== Segment start ==
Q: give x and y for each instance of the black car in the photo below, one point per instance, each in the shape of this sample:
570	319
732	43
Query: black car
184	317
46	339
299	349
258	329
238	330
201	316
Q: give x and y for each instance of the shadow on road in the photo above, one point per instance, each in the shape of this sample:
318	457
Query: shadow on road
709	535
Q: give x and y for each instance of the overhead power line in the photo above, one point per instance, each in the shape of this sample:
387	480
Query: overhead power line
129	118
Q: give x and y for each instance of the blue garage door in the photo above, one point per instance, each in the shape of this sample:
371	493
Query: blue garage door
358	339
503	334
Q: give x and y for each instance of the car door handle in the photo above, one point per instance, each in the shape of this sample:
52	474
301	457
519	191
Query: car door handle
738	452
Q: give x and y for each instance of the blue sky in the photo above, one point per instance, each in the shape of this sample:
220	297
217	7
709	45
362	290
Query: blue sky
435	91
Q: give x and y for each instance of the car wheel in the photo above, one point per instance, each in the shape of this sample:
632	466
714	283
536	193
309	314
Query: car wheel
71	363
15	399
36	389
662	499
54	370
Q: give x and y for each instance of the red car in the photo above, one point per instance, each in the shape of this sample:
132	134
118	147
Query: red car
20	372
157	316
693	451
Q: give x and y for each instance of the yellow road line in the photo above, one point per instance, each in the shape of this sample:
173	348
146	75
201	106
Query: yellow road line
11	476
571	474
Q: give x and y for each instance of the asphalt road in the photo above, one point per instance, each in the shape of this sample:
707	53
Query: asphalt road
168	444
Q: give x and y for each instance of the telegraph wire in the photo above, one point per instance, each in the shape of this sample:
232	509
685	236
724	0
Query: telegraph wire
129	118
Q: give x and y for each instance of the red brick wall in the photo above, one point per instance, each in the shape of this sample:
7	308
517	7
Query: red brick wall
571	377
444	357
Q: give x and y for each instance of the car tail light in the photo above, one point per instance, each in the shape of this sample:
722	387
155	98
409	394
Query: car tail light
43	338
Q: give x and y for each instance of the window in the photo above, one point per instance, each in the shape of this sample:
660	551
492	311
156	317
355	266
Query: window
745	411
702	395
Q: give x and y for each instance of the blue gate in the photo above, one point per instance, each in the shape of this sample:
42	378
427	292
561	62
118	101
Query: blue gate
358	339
== Segment end ==
What to do
Nothing in the data may be left out. Copy all of it exactly.

Result of this exercise
Q: give x and y for each instance of the black car in the photo below, one point per instance, each in the shape of this sample:
570	319
732	43
Query: black car
184	317
46	339
299	349
258	329
238	330
201	316
Q: give x and y for each instance of the shadow on road in the photo above, one point per instance, each in the shape of this sample:
318	457
Query: shadow on road
709	535
Q: give x and y for each instance of the overhead power line in the photo above, one point per instance, each in the shape of this sample:
387	480
Query: overhead power line
129	118
Q: give x and y for each instance of the blue garage door in the photo above, one point per instance, each in the shape of this sample:
371	493
Query: blue garage door
358	339
503	334
Q: give x and y for each instance of the car door handle in the photo above, one point per instance, each in the shape of this sample:
52	474
301	457
519	191
Query: car door handle
738	452
Q: give x and y for each instance of the blue sky in the photo above, one point per instance, each in the shape of this sample:
220	297
217	7
709	45
362	290
Query: blue sky
435	91
Q: give x and y for each instance of the car wheel in the photo above, one point per instance, each in the shape of this sample:
632	466
714	283
536	193
309	314
Query: car wheel
71	363
15	399
36	389
662	499
54	370
Q: give x and y for each instance of the red car in the photo above, one point per instance, each in the shape of this sample:
132	134
118	147
Query: red car
20	372
157	316
693	451
Q: give x and y for each instance of the yellow road line in the photo above, one point per instance, each in the shape of this sample:
173	348
146	75
201	106
Query: yellow road line
11	476
571	474
Q: give x and y for each instance of the asphalt road in the photo above, one point per instance, each in the shape of this sample:
707	53
Query: asphalt road
168	444
Q: give x and y for each instance of the telegraph wire in the photo above, one point per instance, each in the shape of this sample:
232	509
685	236
724	0
Query: telegraph wire
129	118
Q: give x and y for each instance of the red brick wall in the photo above, one point per instance, each in the shape of this sample:
7	308
517	7
Query: red brick wall
571	377
444	357
Q: give x and y for each instance of the car tail light in the photo above, one point per instance, each in the shape of this sample:
722	387
155	98
409	394
Query: car tail light
43	338
Q: give x and y for each instance of the window in the photo above, one point per instance, each in the shape of this sample:
660	551
492	311
156	317
355	266
Query: window
745	411
702	395
Q: give x and y for each instance of the blue gate in the photo above, one point per instance, each in the shape of this sample:
42	378
427	292
561	62
118	101
Query: blue gate
358	339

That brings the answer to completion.